Série d'exercices —
• A. Comment résumer en deux phrases l'article sur les accusations visant l'Abbé Pierre ?
• B. Pouvez-vous poursuivre l'article sur les accusations visant l'Abbé Pierre après sa dernière phrase ?

Extrait à lire —
"C'était Dieu": pourquoi il a été si difficile pour les victimes de l'Abbé Pierre de témoigner
Un rapport a rendu public des accusations d'agressions sexistes et sexuelles de sept femmes à l'encontre du célèbre prêtre et fondateur du mouvement Emmaüs, mort il y a 17 ans. Une situation, selon les conclusions de cette enquête, qui était connue de nombreuses personnes.
"Il faut vraiment beaucoup de courage pour faire ça, notamment quand la personne est aussi connue et importante dans le cœur des Français", souligne sur France Inter Caroline de Haas, cofondatrice du cabinet indépendant Egaé, qui lutte contre les violences sexuelles et sexistes.
Un rapport de ce cabinet -demandé par Emmaüs et la Fondation Abbé Pierre- a été rendu public ce mercredi 17 juillet et fait état de sept femmes qui disent avoir été victimes de violences sexuelles commises par l'Abbé Pierre, le célèbre fondateur du mouvement Emmaüs mort en 2007.
Selon Caroline de Haas, en 2024, "quand vous portez plainte pour des faits de harcèlements sexuels, dans 94% des cas, la justice classe votre plainte sans suite".
"Vous imaginez ces femmes dans les années 80 ou 90 aller porter plainte contre l'Abbé Pierre?", interroge-t-elle.
"Abus de pouvoir spirituel"
En effet, les faits évoqués les plus anciens remontent à 1970. Les plus récents datent de 2005, l'homme d'Église était alors âgé de 92 ans.
Amnésie traumatique, peur des répercussions, peur de ne pas être crues... Dans les cas de violences sexistes et sexuelles, il est fréquent que les victimes mettent du temps à évoquer ce qu'elles ont subi.

Enregistrements de contours de régions nommées —
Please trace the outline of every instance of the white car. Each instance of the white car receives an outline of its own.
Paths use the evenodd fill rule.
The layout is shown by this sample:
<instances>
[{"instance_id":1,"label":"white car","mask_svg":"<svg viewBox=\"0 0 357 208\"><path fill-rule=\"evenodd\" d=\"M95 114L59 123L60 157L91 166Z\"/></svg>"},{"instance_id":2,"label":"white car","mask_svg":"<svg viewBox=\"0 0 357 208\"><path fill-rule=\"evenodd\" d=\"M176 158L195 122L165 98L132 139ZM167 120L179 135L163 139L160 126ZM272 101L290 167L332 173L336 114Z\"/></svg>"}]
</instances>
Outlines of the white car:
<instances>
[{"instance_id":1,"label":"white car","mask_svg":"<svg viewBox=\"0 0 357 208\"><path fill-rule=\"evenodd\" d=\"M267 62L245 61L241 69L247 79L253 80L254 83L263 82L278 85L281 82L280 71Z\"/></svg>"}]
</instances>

Réponses —
• A. Un rapport du cabinet Egaé, demandé par Emmaüs et la Fondation Abbé Pierre et rendu public le 17 juillet, fait état de sept femmes qui disent avoir été victimes de violences sexuelles commises par l'Abbé Pierre entre 1970 et 2005. Caroline de Haas souligne le courage qu'il faut pour témoigner contre une personne aussi connue, d'autant qu'en 2024 encore, 94 % des plaintes pour harcèlement sexuel sont classées sans suite selon elle.

• B.
C'est d'autant plus le cas au sein de l'Église, exprime sur BFMTV Yolande Du Fayet de la Tour, ancienne victime d'un prêtre pédocriminel, qui parle d'un "abus de pouvoir spirituel".
Dans le rapport, toutes les victimes parlent d'une forme de sidération lors des faits. "J'ai l'habitude de me défendre. Mais là, c'était Dieu", témoigne l'une d'entre elles, ajoutant:
"Comment vous faites quand c'est Dieu qui vous fait ça?"
Situation d'emprise d'une icône
Des phrases comme "C'est l'abbé Pierre, je ne peux rien faire" reviennent effectivement dans cette enquête. Le groupe Egaé a perçu dans certains des récits une forme d'emprise alimentée par la différence d’âge, le statut de l’abbé Pierre et une forme d’idolâtrie, ou la situation de subordination entre lui et les personnes concernées.
"C'est les suites logiques quand on adule quelqu'un. Quand on est dans l'incarnation de Dieu, on est le pouvoir absolu", affirme sur RMC François Devaux, fondateur de La Parole Libérée, association créée par les victimes d'un aumônier du diocèse de Lyon.
"C'est la clé du problème: c'est ce qu'on reproche à l'Église, c'est l'incarnation sacrée", ajoute-t-il, citant déjà des situations d'emprise dans plusieurs cas d'agressions sexuelles ou de viols, notamment avec des hommes connus, "mais là, dans l'Église, on a à faire à des gens à qui on confère des pouvoirs surnaturels".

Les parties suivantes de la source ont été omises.